» CONSIGNES:
**A.** Réécrivez le passage du texte sur l'internationalisation des PME qui va de "La présente partie" jusqu'à "trajectoires d’expansion respectives.", en remplaçant "PME" par "entreprises".
**B.** Répondez brièvement à partir du texte sur l'internationalisation des PME :
(i) À quelles trois dimensions l'analyse accorde-t-elle une importance particulière ?
(ii) Combien de PME ont été retenues ?

== PAGE

Après avoir présenté les cas retenus, nous analyserons la trajectoire suivie par chacun d’entre eux en accordant une importance particulière au rythme d’internationalisation, au choix de la localisation et au niveau d’engagement, ces trois dimensions nous paraissant clé en vue de comprendre les raisons ayant poussé les entreprises à passer d’une phase d’expansion à l’autre.

Internationalisation des PME : un processus aryhtmé et non-linéaire

La présente partie s’attache à décrire le développement international de chacune des quatre PME retenues afin de mettre en lumière les éléments influençant leurs trajectoires d’expansion respectives.

====
== DONNÉES FOURNIES

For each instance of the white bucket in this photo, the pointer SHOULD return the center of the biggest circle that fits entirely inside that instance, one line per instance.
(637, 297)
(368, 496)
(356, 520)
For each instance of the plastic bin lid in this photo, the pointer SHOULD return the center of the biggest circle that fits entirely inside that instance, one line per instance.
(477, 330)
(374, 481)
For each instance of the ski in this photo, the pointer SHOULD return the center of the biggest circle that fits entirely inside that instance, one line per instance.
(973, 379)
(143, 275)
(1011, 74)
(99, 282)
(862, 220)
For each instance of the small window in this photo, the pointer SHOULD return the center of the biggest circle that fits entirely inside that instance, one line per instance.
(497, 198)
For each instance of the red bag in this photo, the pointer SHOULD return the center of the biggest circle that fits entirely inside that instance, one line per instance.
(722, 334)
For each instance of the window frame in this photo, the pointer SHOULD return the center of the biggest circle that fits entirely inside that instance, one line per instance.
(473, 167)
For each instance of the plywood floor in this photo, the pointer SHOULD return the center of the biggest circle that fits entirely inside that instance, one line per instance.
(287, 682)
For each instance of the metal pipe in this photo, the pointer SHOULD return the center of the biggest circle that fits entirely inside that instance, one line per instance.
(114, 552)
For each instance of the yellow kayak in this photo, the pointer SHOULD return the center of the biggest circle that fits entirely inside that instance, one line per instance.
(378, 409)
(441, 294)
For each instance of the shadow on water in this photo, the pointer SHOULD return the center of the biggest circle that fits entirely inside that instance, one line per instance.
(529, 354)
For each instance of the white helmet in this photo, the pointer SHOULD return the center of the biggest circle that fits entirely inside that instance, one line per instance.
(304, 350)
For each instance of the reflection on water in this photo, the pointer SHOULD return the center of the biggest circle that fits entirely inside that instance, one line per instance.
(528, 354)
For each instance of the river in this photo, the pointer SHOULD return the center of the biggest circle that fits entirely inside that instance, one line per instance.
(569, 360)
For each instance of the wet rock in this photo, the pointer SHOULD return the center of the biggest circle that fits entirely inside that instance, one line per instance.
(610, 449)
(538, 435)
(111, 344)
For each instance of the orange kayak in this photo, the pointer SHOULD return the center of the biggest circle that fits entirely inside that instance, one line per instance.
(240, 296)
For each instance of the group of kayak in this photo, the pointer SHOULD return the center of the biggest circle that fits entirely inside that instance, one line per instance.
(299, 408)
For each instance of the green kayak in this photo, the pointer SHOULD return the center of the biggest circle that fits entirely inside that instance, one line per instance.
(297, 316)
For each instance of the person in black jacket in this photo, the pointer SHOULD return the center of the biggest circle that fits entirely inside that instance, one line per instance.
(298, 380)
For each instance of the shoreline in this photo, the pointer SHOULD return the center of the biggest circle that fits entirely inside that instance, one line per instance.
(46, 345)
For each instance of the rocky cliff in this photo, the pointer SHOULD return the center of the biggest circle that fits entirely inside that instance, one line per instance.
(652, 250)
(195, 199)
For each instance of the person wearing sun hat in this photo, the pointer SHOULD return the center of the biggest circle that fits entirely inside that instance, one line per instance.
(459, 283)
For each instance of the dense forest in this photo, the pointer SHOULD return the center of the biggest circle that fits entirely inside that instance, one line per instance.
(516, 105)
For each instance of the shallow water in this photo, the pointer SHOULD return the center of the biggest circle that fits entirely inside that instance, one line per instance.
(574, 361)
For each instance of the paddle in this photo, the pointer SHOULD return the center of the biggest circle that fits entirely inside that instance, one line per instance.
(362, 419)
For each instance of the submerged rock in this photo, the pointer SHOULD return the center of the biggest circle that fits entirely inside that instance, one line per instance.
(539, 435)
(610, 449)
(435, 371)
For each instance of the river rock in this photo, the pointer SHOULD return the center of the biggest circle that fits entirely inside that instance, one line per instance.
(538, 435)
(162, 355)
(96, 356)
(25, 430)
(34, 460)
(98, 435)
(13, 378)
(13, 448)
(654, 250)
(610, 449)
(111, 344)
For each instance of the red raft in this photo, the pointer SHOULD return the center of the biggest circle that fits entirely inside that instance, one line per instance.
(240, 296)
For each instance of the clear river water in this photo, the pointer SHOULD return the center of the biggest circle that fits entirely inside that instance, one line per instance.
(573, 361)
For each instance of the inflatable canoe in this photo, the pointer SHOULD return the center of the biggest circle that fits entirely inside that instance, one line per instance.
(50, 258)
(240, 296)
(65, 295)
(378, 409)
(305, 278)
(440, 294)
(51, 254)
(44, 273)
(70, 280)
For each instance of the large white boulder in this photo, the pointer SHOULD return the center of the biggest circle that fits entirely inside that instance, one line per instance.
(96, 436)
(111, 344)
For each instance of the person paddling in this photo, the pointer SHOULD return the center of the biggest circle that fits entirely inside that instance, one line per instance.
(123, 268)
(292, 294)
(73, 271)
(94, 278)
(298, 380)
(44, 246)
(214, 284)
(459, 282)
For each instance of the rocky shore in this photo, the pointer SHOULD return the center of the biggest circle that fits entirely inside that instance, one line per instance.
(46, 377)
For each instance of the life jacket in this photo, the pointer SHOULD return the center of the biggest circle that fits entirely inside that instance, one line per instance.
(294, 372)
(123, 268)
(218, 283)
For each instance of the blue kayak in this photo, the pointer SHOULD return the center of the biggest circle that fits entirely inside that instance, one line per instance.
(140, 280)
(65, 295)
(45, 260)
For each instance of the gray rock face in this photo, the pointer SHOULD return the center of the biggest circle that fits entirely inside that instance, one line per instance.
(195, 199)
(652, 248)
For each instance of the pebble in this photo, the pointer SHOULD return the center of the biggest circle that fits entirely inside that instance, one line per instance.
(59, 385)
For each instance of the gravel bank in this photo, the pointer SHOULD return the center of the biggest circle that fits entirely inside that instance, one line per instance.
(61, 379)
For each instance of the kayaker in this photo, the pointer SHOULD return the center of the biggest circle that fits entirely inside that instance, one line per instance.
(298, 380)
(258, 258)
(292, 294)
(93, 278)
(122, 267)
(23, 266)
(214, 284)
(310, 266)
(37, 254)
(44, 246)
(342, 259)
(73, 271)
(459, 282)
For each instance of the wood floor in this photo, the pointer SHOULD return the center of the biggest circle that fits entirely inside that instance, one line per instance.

====

» RÉPONSES:
**A.**
La présente partie s’attache à décrire le développement international de chacune des quatre entreprises retenues afin de mettre en lumière les éléments influençant leurs trajectoires d’expansion respectives.

**B.**
(i) Le rythme d'internationalisation, le choix de la localisation et le niveau d'engagement.
(ii) Quatre.